= Texto seleccionado =
++++
8 de julio de 2013
El regreso de la leyenda de Juan Valdés
Omar Arango vino a Sevilla a enseñar
Filosofía y literatura en la época
en que las ideas más avanzadas eran las del sacerdote Gabriel Rivadeneira.
Omar había
estudiado en el Seminario de Manizales
tratando de seguir las huellas de santos y sacerdotes famosos como San Agustín,
San Luis Gonzaga, Pierre Teilhard de
Chardin y Víctor Buenaventura Nates, pues su
progenitor don Manuel Arango
quería que en su hogar se respirara un olor de santidad, y para logar
esto sería capaz hasta de vender las
vacas más lecheras de su hato en Barragán.
++++
= Datos proporcionados =
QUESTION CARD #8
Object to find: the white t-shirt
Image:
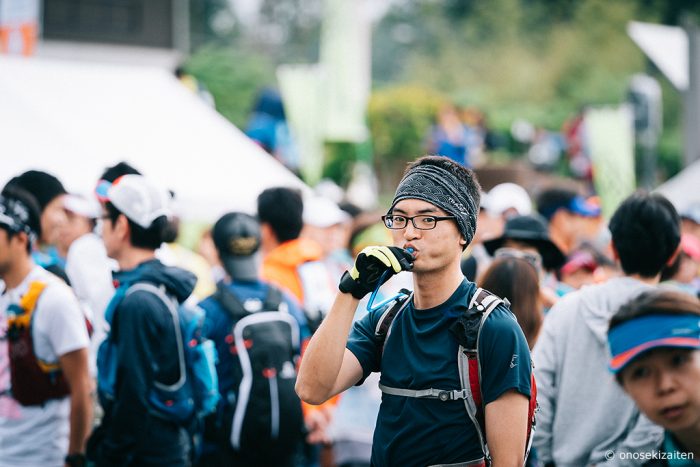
++++
= Instrucciones =
#1 Según el texto sobre Omar Arango, ¿en qué seminario había estudiado Omar?
#2 Prosigue el texto sobre Omar Arango a partir de su última oración.
Las líneas no hacen falta para resolver nada.

= Respuestas por tarea =
#1 En el Seminario de Manizales.

#2
Omar durante su vida en el Seminario estudió a los teólogos más famosos, a los nihilistas y existencialistas. Estuvo
imbuido de las ideas filosóficas de Federico Nieztche, “Así hablaba
Zaratustra”, era su libro preferido; el
escritor Francés Jean Paul Sarte era su fuente de inspiración, “La
náusea”, reposaba en la mesa de noche en su celda de estudiante y tampoco faltaron los libros de los poetas
malditos. Gustavo Adolfo Bécquer fue su
poeta de cabecera, y hasta tal punto fue su admiración que como un homenaje al
bardo incorporó el nombre de Adolfo al suyo, dando como resultado que en
Sevilla y en muchos lugares se le conozca como Omar Adolfo Arango. Sabe de
memoria muchos poemas de Bécquer, pero en especial recuerda con mucho cariño
“No pudo ser”:
“Tú eras el
huracán, y yo la alta / torre que desafía su poder; / ¡tenías que estrellarte o
abatirme!.../ ¡No pudo ser! / Tú eras el Océano, y yo la enhiesta / roca que
firme aguarda su vaivén; / ¡tenías que romperme o arrancarme!... / ¡ No pudo
ser ¡ / Hermosa tú, yo altivo; acostumbrados / uno a arrollar, el otro a no
ceder; / la senda estrecha, inevitable el choque… / ¡No pudo ser ¡”.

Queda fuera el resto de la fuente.